WRITTEN REQUEST: Both the line containing "The pointer SHOULD provide one marker per instance of the yellow" and the last line of the listing are included: write out exactly the lines from one to the other.

INPUT RECORDS:
--- begin ---

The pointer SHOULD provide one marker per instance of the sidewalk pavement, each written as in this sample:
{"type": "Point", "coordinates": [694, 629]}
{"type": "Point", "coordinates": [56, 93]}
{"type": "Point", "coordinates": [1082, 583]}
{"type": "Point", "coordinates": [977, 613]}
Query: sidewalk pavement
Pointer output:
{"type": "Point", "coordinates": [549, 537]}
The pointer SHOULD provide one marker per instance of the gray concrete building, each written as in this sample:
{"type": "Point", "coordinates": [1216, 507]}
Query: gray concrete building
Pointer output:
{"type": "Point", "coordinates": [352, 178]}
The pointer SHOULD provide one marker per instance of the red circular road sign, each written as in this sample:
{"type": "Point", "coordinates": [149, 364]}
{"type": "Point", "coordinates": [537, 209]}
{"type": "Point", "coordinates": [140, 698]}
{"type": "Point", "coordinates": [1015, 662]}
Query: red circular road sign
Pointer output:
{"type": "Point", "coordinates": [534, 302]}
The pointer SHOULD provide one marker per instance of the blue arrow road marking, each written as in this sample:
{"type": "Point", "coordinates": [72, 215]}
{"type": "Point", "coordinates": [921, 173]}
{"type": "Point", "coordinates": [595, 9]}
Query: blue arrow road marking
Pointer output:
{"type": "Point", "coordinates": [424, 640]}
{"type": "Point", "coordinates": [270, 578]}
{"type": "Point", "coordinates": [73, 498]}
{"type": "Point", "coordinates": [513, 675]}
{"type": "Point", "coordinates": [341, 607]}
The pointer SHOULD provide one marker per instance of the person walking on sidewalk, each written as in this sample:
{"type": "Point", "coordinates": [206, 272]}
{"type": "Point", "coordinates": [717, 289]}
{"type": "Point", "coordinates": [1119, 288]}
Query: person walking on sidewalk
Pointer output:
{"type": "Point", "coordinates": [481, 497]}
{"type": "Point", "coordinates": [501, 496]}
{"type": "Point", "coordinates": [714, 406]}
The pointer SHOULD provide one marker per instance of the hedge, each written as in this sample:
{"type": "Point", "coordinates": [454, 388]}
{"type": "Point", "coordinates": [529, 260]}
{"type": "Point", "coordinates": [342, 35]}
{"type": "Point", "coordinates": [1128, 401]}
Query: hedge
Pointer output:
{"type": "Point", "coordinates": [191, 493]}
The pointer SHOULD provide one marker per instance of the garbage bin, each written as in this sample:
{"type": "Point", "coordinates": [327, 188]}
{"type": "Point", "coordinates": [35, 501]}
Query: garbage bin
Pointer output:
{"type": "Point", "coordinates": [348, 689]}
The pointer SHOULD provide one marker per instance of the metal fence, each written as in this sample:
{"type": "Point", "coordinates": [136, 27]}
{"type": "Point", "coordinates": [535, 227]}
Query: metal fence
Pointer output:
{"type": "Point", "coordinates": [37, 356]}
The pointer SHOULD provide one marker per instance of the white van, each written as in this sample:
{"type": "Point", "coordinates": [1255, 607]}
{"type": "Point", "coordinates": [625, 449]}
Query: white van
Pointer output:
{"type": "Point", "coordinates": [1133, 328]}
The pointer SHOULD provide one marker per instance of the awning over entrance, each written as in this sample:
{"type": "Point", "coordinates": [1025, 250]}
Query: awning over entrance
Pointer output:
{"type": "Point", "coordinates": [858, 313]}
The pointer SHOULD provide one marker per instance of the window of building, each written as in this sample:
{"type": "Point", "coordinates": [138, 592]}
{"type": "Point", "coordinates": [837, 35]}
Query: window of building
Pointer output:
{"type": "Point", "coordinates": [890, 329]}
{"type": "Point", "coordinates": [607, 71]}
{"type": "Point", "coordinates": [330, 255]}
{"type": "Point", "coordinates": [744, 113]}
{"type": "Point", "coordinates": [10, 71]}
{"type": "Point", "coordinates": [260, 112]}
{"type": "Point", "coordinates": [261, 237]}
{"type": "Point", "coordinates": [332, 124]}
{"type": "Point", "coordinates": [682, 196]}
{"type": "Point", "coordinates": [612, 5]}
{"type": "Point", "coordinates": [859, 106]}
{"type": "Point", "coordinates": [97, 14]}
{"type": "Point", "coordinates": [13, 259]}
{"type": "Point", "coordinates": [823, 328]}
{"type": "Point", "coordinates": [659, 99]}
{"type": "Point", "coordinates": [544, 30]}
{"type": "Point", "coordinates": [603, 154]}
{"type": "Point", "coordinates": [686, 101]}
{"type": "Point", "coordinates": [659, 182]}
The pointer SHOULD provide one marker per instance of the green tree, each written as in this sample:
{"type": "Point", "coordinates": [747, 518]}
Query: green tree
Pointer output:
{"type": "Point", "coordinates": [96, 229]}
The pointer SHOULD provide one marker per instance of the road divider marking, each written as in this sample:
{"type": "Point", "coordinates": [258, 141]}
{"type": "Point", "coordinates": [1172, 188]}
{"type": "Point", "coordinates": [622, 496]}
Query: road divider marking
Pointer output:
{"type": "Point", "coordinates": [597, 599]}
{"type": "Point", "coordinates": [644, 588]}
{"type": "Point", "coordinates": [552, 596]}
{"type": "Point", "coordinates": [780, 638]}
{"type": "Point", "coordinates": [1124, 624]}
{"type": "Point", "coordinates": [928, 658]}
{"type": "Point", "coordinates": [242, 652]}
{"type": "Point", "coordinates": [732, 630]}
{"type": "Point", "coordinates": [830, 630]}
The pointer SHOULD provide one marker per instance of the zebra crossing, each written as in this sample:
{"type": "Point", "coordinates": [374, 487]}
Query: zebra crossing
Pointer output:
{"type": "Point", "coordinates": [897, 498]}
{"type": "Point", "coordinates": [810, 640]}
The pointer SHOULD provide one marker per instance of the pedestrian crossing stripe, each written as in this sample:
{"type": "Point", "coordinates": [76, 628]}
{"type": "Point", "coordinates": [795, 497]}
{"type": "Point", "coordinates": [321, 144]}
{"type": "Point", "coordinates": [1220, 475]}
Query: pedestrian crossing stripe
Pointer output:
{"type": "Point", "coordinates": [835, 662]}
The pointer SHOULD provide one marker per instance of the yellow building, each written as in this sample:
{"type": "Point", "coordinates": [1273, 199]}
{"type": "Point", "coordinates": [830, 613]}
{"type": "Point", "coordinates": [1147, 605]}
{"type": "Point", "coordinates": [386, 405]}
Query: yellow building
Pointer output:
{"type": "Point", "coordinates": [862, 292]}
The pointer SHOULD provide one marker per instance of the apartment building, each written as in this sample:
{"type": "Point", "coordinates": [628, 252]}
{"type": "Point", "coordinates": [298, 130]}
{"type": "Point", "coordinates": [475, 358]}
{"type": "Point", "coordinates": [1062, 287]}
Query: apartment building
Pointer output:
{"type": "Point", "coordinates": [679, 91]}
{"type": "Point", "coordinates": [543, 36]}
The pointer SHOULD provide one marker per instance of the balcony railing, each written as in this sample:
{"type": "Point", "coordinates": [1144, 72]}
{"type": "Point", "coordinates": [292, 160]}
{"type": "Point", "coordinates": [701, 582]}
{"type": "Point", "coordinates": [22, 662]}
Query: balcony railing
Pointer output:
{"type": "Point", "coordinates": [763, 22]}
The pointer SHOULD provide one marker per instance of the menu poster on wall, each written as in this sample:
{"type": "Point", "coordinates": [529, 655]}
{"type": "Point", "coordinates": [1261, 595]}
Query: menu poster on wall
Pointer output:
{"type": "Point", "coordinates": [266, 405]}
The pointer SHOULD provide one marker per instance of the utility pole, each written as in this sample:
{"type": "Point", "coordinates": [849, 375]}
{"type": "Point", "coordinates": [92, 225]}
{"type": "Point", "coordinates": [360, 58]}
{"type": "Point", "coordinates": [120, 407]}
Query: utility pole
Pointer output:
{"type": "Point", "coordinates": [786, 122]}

--- end ---

CORRECT ANSWER:
The pointer SHOULD provide one marker per instance of the yellow building, each written as in this sample:
{"type": "Point", "coordinates": [1273, 199]}
{"type": "Point", "coordinates": [830, 613]}
{"type": "Point", "coordinates": [1147, 605]}
{"type": "Point", "coordinates": [386, 405]}
Query: yellow building
Pointer output:
{"type": "Point", "coordinates": [862, 292]}
The pointer SHOULD provide one marker per instance of the apartment building, each written as in this sample:
{"type": "Point", "coordinates": [628, 252]}
{"type": "Point", "coordinates": [298, 130]}
{"type": "Point", "coordinates": [475, 358]}
{"type": "Point", "coordinates": [1062, 287]}
Query: apartment building
Pointer output:
{"type": "Point", "coordinates": [679, 91]}
{"type": "Point", "coordinates": [543, 36]}
The pointer SHOULD provide one marker per instance of the balcony railing, each written as in this sample:
{"type": "Point", "coordinates": [1144, 72]}
{"type": "Point", "coordinates": [292, 160]}
{"type": "Point", "coordinates": [701, 582]}
{"type": "Point", "coordinates": [22, 662]}
Query: balcony railing
Pointer output:
{"type": "Point", "coordinates": [763, 22]}
The pointer SHOULD provide one marker per instance of the menu poster on wall, each written as in this sample:
{"type": "Point", "coordinates": [529, 655]}
{"type": "Point", "coordinates": [1261, 595]}
Query: menu poster on wall
Pointer output:
{"type": "Point", "coordinates": [266, 405]}
The pointer SHOULD provide one marker per instance of the utility pole, each written as in this sample:
{"type": "Point", "coordinates": [849, 375]}
{"type": "Point", "coordinates": [92, 225]}
{"type": "Point", "coordinates": [360, 58]}
{"type": "Point", "coordinates": [120, 407]}
Query: utility pole
Pointer output:
{"type": "Point", "coordinates": [786, 122]}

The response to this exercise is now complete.